- TASK BRIEF:
An exact copy of all the entries below is what this task needs.

- DATA FOR PROCESSING:
Segment Open

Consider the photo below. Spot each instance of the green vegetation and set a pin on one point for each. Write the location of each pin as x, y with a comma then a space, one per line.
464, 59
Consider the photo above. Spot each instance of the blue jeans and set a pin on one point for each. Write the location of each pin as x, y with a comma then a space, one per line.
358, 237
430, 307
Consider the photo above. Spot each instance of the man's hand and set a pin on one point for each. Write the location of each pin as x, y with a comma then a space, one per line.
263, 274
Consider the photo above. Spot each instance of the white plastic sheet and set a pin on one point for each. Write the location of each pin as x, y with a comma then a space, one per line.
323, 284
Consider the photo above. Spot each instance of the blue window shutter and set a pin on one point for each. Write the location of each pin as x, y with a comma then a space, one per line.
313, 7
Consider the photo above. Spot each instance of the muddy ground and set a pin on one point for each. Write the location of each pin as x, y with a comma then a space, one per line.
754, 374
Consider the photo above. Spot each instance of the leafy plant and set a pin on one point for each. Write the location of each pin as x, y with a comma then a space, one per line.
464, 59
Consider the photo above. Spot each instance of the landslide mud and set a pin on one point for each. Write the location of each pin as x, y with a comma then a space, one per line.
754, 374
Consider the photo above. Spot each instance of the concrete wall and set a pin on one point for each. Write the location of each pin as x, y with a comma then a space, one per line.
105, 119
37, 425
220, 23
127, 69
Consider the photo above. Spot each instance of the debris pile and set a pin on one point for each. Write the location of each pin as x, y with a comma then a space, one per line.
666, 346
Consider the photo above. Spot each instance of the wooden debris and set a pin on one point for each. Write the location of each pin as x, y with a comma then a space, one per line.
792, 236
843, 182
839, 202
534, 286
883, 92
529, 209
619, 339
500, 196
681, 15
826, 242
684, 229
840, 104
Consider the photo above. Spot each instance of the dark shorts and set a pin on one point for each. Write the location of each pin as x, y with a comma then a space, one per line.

Segment Closed

- RESULT FOR THIS EXERCISE:
Consider the photo below. Spot each instance of the green vegetation and set a pin on one point for each. Write the location of each pin as x, y with a comma then a space, one per line.
464, 59
Consider the photo above. Spot each instance of the blue jeans and set a pin on one point for each. Write the location of each pin as x, y with a comma then a space, one per line.
358, 237
430, 307
Consider the photo above. Spot each instance of the man's hand and set a pin on one point for each. Write the location of each pin as x, y with a comma then a space, one per line.
263, 274
Consider the photo above. Spot each instance of the white plastic sheet and set a pin on one point for each. Write the location of each pin as x, y with a comma then a space, one per line.
323, 284
Consider the photo above. Spot each instance of the blue window shutter and set a pin on one point for each. Write the location of each pin as x, y with a comma then a space, one per line.
313, 7
Consider the photo above. Spot each instance of the muddy ground and set a pin on one point for each. Write the location of each pin as x, y with a comma then a space, one per line.
754, 374
Consider the photo above. Spot each instance of the leafy plant and set a pin on one point for each. Write the location of each pin as x, y with a comma then a space, one per line.
464, 59
Consider the photo above. Spot each instance of the landslide mud and set a pin on one point for each. Write the location of each pin as x, y with a comma then a space, one per line.
754, 374
Consider the photo above. Spot each instance of the concrete wall and set a pin on one point for each. Write the location of each pin as x, y with a comma then a space, one per line.
105, 119
37, 425
220, 23
127, 69
Consider the photo above. Spot each instance of the debris pile and set a pin on one point for each. Write the location of each pin as x, y with a comma then a space, one per line.
666, 346
Consider the photo above. Spot each instance of the wooden debris and set a pin on one point for each. Write the location of each pin as x, y with a comma then a space, one per line.
792, 236
843, 182
839, 202
534, 286
883, 92
529, 209
619, 339
500, 196
681, 15
826, 242
684, 229
840, 104
Consider the photo above. Spot each instance of the dark shorts and set a pin on one point for each. Write the location of each pin as x, y with a comma then a space, one per line.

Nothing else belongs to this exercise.